> [To be done]: Show every line of the data below that contains the word "smoke", copying each such line in full.

Begin Extracted entries

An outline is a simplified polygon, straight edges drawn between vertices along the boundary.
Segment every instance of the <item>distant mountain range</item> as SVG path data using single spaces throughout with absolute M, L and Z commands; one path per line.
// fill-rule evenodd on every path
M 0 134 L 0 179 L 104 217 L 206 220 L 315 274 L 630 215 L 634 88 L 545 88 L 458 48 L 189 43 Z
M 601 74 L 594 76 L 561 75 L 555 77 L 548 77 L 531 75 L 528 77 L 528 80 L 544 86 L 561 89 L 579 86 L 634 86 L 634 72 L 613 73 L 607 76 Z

End Extracted entries
Begin Extracted entries

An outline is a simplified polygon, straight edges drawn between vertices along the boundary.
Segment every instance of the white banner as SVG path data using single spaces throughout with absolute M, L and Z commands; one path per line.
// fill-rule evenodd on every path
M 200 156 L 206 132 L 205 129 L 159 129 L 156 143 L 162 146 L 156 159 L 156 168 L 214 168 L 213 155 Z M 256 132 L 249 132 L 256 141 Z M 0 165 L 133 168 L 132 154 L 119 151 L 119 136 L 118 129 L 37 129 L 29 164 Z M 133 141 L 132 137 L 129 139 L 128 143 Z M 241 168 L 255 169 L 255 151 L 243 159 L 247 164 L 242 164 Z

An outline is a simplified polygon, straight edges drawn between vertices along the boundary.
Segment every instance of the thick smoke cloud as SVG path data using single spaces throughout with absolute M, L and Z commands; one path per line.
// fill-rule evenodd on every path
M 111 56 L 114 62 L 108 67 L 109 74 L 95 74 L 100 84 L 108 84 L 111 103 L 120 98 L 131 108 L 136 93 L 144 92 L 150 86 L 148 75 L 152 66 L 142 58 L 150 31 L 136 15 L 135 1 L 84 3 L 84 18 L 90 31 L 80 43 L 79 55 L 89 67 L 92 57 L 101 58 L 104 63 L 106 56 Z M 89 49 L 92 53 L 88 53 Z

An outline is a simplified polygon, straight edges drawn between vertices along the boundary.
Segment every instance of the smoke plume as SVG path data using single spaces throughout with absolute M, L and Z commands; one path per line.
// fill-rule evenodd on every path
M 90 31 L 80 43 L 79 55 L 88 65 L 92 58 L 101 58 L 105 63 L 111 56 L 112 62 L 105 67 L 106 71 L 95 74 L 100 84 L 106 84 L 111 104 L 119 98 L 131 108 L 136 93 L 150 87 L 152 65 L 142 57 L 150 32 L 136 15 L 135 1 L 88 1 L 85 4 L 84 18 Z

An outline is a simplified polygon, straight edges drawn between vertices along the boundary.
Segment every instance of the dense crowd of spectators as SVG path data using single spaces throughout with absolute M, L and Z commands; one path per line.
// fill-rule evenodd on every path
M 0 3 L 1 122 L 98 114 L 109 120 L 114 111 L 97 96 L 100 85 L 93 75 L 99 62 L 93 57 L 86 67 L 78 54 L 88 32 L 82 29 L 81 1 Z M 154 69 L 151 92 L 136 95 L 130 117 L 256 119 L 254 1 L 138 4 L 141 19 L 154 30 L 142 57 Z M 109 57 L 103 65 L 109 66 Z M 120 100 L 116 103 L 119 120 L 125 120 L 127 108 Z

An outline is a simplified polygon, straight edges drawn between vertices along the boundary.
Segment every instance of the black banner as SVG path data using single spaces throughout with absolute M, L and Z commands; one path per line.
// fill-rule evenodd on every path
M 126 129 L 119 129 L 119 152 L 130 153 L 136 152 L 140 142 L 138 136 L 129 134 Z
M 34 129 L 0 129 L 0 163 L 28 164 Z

End Extracted entries

> [The response]:
Segment every instance of the thick smoke cloud as SVG path data using single spaces throughout with absolute M, L and Z commands; one path per line.
Segment every instance of the smoke plume as SVG path data using single spaces throughout with absolute M, L and Z commands; one path per line.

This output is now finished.